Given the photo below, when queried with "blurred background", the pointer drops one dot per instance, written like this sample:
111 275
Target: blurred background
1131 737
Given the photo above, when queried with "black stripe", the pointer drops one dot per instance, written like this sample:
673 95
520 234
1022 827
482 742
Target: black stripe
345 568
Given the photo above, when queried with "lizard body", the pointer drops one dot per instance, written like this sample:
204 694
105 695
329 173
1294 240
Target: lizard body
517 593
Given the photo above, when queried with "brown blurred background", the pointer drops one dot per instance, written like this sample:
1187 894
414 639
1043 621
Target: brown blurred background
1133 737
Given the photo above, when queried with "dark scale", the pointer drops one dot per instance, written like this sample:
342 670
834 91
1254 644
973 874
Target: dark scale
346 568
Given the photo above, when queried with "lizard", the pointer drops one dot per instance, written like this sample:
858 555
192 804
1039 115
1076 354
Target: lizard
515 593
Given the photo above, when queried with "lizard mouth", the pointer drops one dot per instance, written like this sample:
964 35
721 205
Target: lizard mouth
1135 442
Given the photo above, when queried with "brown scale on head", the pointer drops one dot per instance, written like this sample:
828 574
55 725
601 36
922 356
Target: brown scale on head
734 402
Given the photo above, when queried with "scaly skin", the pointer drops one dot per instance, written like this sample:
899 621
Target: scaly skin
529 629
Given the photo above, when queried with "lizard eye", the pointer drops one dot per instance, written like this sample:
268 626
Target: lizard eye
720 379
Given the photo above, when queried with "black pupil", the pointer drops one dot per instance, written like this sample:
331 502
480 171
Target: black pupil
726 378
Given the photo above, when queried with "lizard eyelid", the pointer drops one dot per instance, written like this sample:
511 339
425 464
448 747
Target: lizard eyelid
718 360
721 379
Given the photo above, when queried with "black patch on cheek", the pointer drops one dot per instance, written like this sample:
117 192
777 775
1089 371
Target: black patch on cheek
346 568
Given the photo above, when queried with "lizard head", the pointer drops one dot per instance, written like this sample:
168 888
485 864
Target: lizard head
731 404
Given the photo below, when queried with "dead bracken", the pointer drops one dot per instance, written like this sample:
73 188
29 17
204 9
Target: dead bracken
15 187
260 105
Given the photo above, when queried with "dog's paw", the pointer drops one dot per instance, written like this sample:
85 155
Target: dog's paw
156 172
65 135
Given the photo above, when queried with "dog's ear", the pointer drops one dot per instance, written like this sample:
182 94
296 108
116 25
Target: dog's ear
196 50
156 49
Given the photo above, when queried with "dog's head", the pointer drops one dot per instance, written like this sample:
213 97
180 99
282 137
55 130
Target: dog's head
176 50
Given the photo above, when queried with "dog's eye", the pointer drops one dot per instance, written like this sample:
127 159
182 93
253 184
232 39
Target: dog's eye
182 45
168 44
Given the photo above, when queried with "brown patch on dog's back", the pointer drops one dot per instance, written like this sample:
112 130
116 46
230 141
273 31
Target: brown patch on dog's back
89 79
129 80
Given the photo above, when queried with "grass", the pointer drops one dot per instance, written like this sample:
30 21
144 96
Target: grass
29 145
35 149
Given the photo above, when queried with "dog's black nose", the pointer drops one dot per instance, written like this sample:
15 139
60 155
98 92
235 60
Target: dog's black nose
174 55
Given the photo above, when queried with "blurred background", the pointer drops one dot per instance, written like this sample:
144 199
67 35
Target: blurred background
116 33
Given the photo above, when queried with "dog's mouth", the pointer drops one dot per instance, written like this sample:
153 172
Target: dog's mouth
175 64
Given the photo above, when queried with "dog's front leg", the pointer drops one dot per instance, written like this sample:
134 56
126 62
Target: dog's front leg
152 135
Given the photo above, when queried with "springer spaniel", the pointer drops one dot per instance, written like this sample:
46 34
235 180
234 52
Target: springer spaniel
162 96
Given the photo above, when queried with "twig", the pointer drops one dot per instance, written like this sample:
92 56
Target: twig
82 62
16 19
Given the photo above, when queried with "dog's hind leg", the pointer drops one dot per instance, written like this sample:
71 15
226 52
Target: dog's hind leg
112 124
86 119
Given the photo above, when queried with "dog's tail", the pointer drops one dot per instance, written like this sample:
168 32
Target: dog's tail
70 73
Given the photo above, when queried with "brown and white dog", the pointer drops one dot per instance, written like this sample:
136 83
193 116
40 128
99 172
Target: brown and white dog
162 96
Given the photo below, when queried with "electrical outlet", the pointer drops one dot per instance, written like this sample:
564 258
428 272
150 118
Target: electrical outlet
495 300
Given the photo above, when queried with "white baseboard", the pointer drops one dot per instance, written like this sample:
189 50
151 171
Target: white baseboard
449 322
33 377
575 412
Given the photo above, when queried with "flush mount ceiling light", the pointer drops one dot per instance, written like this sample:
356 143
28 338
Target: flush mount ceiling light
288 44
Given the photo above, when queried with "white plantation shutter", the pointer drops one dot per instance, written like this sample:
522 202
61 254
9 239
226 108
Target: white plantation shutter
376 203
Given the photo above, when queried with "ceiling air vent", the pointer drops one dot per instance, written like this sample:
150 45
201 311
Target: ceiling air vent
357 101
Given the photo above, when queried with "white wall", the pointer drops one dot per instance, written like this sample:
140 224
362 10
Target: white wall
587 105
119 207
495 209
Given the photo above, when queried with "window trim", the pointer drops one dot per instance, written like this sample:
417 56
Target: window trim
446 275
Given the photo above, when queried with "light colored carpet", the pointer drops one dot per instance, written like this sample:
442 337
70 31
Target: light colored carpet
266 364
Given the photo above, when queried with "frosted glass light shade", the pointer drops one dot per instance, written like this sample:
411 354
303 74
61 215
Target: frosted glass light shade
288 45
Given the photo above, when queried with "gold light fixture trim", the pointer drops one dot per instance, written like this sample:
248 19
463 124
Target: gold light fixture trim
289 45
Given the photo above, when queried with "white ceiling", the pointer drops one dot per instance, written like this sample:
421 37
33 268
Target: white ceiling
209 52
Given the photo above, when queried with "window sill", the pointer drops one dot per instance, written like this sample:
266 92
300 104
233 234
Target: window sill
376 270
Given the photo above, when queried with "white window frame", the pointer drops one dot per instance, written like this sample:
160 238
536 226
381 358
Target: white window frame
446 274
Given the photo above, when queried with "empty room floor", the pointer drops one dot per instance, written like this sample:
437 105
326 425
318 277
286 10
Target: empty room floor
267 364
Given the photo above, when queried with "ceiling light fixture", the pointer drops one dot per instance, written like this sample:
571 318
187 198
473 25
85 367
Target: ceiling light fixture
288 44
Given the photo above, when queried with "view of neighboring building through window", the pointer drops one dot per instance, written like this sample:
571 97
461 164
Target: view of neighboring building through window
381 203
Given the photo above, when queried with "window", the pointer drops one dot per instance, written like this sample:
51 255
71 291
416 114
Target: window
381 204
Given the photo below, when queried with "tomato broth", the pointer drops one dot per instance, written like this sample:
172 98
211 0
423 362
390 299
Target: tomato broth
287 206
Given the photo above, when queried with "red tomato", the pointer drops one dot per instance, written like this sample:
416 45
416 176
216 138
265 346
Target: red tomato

####################

EXERCISE BRIEF>
Write out every line of the records exactly.

SOLVED EXERCISE>
Given the photo below, when queried with "blurred background", the pointer drops one dot per instance, written like this sample:
111 275
Target: blurred background
1131 737
Given the photo above, when queried with "black stripe", the pointer drops one dot per instance, written like this sample:
673 95
520 234
1022 827
482 742
Target: black stripe
345 568
Given the photo above, when queried with "lizard body", the pointer drops one dot per instance, written like this sample:
204 694
105 695
329 173
1294 240
Target: lizard body
517 593
Given the photo above, when queried with "brown blurred background", the pointer drops one dot per instance, written like this sample:
1187 894
414 639
1043 621
Target: brown blurred background
1133 737
Given the photo above, when queried with "dark scale", the pointer drops one dot per instance, written like this sample:
342 670
834 91
1254 644
973 874
Target: dark scale
346 568
Given the photo above, when queried with "lizard", the pointer drops one dot per instance, written like this sample:
858 555
192 804
1039 115
1076 354
Target: lizard
515 593
Given the photo above, when queried with "lizard mouth", the pointer drops one dot per instance, written like this sample:
964 35
721 205
Target: lizard mouth
1135 442
Given the photo above, when queried with "brown scale on head", the pointer drops one dot per instance, written like this sample:
828 574
55 725
601 36
922 356
Target: brown scale on head
734 402
Given the photo above, when queried with "scaly skin", the pointer drops one dot per instance, written like this sample:
899 621
Target: scaly skin
529 629
Given the photo above, when queried with "lizard eye", the pointer drops one dot per instance, written like this sample:
268 626
Target: lizard eye
720 379
Given the photo above, when queried with "black pupil", the pointer drops one dot per instance, written like this sample:
331 502
480 171
Target: black pupil
726 378
Given the photo above, when queried with "lizard eyelid", the pointer drops one dot per instance, written like this sample:
511 339
425 464
448 747
Target: lizard eyelid
718 360
721 379
Given the photo above, when queried with "black patch on cheek", the pointer drops one dot per instance, written like this sample:
117 192
777 775
1089 371
Target: black patch on cheek
346 568
Given the photo above, when queried with "lizard head", the pointer drops one dot per instance, written like this sample:
168 888
485 864
Target: lizard head
731 404
Given the photo below, when queried with "dead bracken", the pointer drops one dot per instance, written like this sample:
73 188
29 17
204 9
Target: dead bracken
15 187
260 105
Given the photo above, when queried with "dog's paw", the pointer drops one dot per instance, written like this sample:
85 155
Target: dog's paw
156 172
65 135
Given the photo above, when queried with "dog's ear", the pointer drops one dot per instance, written like this sample:
182 94
296 108
116 25
Target: dog's ear
196 50
156 49
Given the photo above, when queried with "dog's head", the pointer drops one dot per instance, written like this sample:
213 97
180 99
282 137
55 130
Target: dog's head
176 50
Given the photo above, when queried with "dog's eye", the pointer drops one dot per instance, written like this sample:
127 159
182 93
253 184
232 39
Target: dog's eye
182 45
168 44
Given the photo above, when queried with "brown patch on dog's back", the pointer drops one dot per instance, written like this sample:
112 130
116 46
230 141
273 31
Target: brown patch on dog's back
89 79
129 80
Given the photo above, when queried with "grass", the pointer drops one dot per instance, written like this sample:
30 21
144 96
Target: grass
29 145
35 149
Given the photo above, when queried with "dog's black nose", the pointer drops one dot per instance, written like this sample:
15 139
60 155
98 92
235 60
Target: dog's black nose
174 55
Given the photo above, when queried with "blurred background", the pointer drops one dot per instance, written like this sample:
144 199
67 35
Target: blurred background
116 33
Given the photo above, when queried with "dog's mouth", the pointer drops one dot per instance, written like this sample:
153 172
Target: dog's mouth
175 64
Given the photo above, when queried with "dog's front leg", the pointer drops one dot per instance, written like this sample:
134 56
126 62
Target: dog's front leg
152 135
Given the photo above, when queried with "springer spaniel", the pointer drops one dot per instance, written like this sample:
46 34
235 180
234 52
Target: springer spaniel
162 96
Given the photo above, when queried with "twig", the pointer drops one dot per instance, written like this sample:
92 56
Target: twig
82 62
16 19
Given the photo above, when queried with "dog's hind leg", the pointer drops one dot per instance, written like this sample:
71 15
226 52
Target: dog's hind leg
112 124
86 119
Given the photo above, when queried with "dog's tail", the pointer drops one dot per instance, written like this sample:
168 32
Target: dog's tail
70 73
Given the photo above, when queried with "brown and white dog", the pointer drops one dot per instance, written like this sample:
136 83
193 116
40 128
99 172
Target: brown and white dog
162 96
Given the photo below, when queried with "electrical outlet", the pointer drops one dot per instance, written like this sample:
564 258
428 272
150 118
Target: electrical outlet
495 300
Given the photo above, when queried with "white baseboard", the pointer drops one dot per instance, written like this sample:
189 50
151 171
Target: white baseboard
449 322
33 377
575 412
Given the photo above, when queried with "flush mount ceiling light", the pointer drops one dot per instance, written like this sample:
356 143
28 338
Target: flush mount ceiling light
288 44
Given the photo above, when queried with "white plantation shutter", the pointer drops one dot per instance, written like this sample:
522 202
61 254
9 239
226 108
Target: white plantation shutter
376 203
Given the photo above, when queried with "ceiling air vent", the pointer drops one dot per instance, written like this sample:
150 45
201 311
Target: ceiling air vent
357 101
Given the photo above, when queried with "white wall", the pointer drops one dot per instance, written like this sample:
140 224
362 10
Target: white wall
587 105
119 207
495 209
Given the photo above, when queried with "window trim", the pointer drops one dot per instance, written like this sample:
417 56
Target: window trim
446 275
Given the photo above, when queried with "light colored carpet", the pointer drops one dot per instance, written like this sample:
442 337
70 31
Target: light colored carpet
266 364
Given the photo above, when queried with "frosted glass light shade", the pointer drops one dot per instance, written like this sample:
411 354
303 74
61 215
Target: frosted glass light shade
288 45
Given the photo above, when queried with "gold light fixture trim", the pointer drops one dot per instance, written like this sample:
248 19
463 124
Target: gold light fixture trim
289 45
Given the photo above, when queried with "white ceiling", the pointer drops one dot per instance, written like this sample:
421 37
33 268
Target: white ceiling
209 52
Given the photo above, when queried with "window sill", the pointer drops one dot per instance, written like this sample:
266 92
300 104
233 234
Target: window sill
376 270
Given the photo above, when queried with "white window frame", the pointer drops one dot per instance, written like this sample:
160 238
536 226
381 358
Target: white window frame
446 274
Given the photo above, when queried with "empty room floor", the pointer drops one dot per instance, written like this sample:
437 105
326 425
318 277
286 10
Target: empty room floor
267 364
Given the photo above, when queried with "ceiling light fixture", the pointer drops one dot per instance, written like this sample:
571 318
187 198
473 25
85 367
Target: ceiling light fixture
288 44
Given the photo above, when queried with "view of neighboring building through window", the pointer drops one dot per instance, written like this sample:
571 97
461 164
Target: view of neighboring building through window
381 203
Given the photo above, when queried with "window", the pointer drops one dot per instance, written like this sample:
51 255
71 291
416 114
Target: window
381 204
Given the photo below, when queried with "tomato broth", the pointer drops one dot per instance, written like this sample:
172 98
211 0
423 362
390 299
Target: tomato broth
287 206
Given the photo above, when queried with "red tomato", the pointer drops one dot per instance, written like this sample:
416 45
416 176
216 138
265 346
Target: red tomato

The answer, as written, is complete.